======== Document segment

Hiro Muramoto, a 43-year-old Japanese national, was shot in the chest and arrived at Klang Hospital without a pulse, hospital Director Dr Pichaya Nakwatchara said.

Muramoto, who had worked for Reuters in Tokyo for more than 15 years, was married with two children.

"I am dreadfully saddened to have lost our colleague Hiro Muramoto in the Bangkok clashes," said Reuters Editor-in-Chief David Schlesinger.

"Journalism can be a terribly dangerous profession as those who try to tell the world the story thrust themselves in the center of the action. The entire Reuters family will mourn this tragedy."

Muramoto had been covering fighting between troops and protesters in the Rajdumnoen Road area where soldiers opened fire with rubber bullets and tear gas, as well as live rounds into the air, in Bangkok's worst political violence in 18 years.

The hospital director said the bullet had exited his back. He did not know what kind of bullet it was.

An army spokesman said protesters were armed with guns and had been throwing petrol bombs and grenades at troops.

Twelve people, including three soldiers, were killed and more than 500 people wounded in the fighting near the Phan Fah bridge and Rajdumnoen Road in Bangkok's old quarter, a protest base near government buildings and the regional U.N. headquarters.

================
======== Information provided

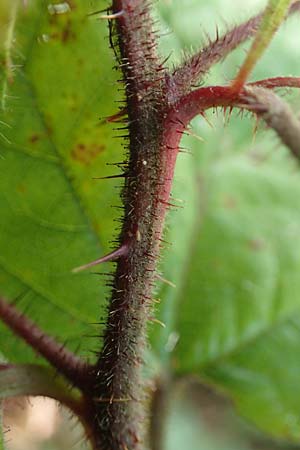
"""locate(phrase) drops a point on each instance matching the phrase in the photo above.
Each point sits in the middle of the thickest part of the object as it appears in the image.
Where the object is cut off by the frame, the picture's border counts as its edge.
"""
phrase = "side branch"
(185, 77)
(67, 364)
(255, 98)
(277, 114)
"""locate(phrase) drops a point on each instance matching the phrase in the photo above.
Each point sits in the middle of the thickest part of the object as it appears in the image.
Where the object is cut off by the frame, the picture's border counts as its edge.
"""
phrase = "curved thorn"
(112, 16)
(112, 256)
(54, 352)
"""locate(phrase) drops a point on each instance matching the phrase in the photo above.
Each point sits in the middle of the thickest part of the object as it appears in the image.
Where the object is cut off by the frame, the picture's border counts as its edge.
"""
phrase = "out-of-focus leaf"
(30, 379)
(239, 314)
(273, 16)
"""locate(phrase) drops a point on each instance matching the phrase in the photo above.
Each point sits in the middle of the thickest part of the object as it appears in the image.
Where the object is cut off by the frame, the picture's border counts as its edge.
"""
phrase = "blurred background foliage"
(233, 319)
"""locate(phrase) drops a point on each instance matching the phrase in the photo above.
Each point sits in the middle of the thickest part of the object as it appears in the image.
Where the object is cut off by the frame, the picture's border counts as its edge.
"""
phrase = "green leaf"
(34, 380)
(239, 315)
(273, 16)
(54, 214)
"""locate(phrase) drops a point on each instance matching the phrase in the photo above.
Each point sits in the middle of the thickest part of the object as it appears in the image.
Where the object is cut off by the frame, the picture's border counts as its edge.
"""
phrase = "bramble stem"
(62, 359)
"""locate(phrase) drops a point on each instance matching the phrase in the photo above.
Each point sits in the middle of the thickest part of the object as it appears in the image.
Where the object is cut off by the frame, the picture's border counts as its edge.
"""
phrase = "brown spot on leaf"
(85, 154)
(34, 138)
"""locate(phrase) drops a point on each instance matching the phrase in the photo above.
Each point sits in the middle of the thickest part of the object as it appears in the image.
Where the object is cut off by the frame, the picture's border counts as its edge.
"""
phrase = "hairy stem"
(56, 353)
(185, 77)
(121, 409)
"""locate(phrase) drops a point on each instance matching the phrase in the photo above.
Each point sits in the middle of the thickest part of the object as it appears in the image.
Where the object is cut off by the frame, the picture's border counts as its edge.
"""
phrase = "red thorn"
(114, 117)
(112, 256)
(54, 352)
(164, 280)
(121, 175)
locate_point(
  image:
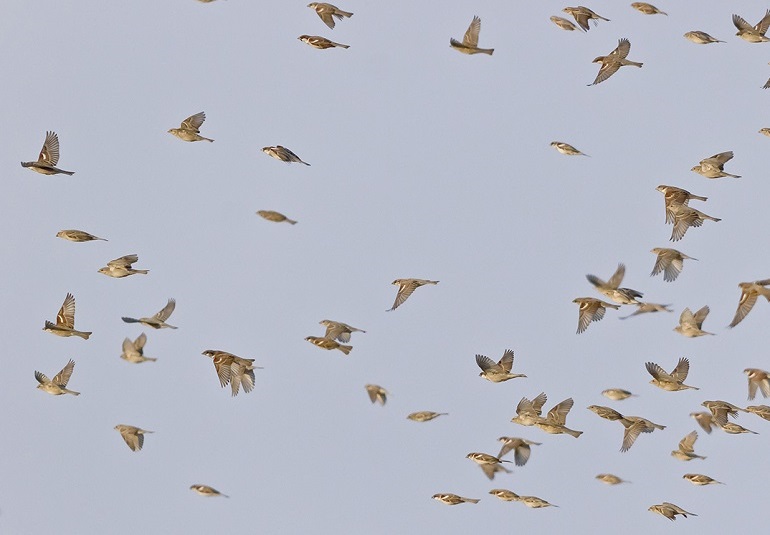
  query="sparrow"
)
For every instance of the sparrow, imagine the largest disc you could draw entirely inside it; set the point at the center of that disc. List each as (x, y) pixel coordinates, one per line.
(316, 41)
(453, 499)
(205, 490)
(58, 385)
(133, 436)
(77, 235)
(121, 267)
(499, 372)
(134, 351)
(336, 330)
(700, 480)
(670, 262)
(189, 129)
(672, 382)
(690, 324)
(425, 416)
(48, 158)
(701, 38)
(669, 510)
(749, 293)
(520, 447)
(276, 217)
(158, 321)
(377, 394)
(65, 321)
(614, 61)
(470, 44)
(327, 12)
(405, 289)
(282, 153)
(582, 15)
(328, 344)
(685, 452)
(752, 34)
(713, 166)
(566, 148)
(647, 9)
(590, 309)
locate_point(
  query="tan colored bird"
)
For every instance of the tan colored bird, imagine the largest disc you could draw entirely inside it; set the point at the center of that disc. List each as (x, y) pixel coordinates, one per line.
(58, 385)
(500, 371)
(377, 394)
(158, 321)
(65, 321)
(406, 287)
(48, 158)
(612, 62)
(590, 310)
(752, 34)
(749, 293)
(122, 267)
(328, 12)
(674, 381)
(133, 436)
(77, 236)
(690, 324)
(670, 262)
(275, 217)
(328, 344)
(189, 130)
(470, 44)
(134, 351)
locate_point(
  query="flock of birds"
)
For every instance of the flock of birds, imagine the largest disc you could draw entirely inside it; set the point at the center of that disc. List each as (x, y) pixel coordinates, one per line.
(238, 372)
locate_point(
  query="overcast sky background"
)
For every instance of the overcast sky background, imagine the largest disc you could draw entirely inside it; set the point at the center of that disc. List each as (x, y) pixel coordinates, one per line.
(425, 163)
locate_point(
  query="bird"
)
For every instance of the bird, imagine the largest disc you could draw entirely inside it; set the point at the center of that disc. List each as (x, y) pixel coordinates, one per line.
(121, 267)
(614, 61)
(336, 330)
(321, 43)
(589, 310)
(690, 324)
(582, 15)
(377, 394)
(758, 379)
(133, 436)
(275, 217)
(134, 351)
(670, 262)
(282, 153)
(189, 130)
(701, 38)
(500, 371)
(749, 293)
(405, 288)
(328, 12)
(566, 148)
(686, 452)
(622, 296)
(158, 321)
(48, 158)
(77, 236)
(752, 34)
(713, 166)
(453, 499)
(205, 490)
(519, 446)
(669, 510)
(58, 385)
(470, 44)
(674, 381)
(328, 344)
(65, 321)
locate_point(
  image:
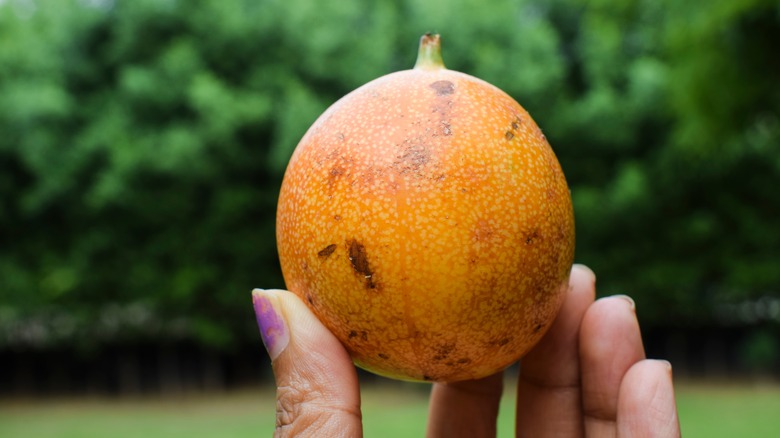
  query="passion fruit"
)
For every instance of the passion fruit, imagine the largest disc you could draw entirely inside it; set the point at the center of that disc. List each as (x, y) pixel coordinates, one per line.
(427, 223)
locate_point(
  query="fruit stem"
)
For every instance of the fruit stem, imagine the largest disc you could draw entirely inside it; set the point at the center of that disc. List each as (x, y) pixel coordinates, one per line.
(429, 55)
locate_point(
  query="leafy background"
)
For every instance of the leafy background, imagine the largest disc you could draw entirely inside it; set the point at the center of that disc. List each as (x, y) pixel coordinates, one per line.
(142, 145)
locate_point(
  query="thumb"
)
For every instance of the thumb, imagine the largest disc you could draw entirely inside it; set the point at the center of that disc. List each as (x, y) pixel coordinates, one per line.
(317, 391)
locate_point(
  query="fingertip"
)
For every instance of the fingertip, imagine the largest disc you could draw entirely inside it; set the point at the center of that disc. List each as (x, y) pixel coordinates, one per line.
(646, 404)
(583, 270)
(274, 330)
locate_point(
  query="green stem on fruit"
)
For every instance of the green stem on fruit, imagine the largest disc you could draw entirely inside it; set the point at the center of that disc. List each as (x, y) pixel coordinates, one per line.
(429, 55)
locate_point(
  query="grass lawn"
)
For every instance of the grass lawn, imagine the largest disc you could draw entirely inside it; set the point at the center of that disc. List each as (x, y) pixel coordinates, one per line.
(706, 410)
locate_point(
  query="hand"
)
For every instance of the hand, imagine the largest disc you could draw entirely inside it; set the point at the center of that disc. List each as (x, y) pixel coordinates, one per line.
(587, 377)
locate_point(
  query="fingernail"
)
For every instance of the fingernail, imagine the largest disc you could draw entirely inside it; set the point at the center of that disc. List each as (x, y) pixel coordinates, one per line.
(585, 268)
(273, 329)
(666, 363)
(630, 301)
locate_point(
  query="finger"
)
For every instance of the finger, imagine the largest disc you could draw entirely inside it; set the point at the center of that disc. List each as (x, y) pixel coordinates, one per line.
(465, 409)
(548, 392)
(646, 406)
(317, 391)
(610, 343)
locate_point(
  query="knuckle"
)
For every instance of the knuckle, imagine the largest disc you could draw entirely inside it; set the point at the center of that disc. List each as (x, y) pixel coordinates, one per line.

================

Exercise requirements
Return the passage of the news report on the Bangkok clashes from "Twelve people, including" up to and including "regional U.N. headquarters.", copied word for word.

Result for this task
Twelve people, including three soldiers, were killed and more than 500 people wounded in the fighting near the Phan Fah bridge and Rajdumnoen Road in Bangkok's old quarter, a protest base near government buildings and the regional U.N. headquarters.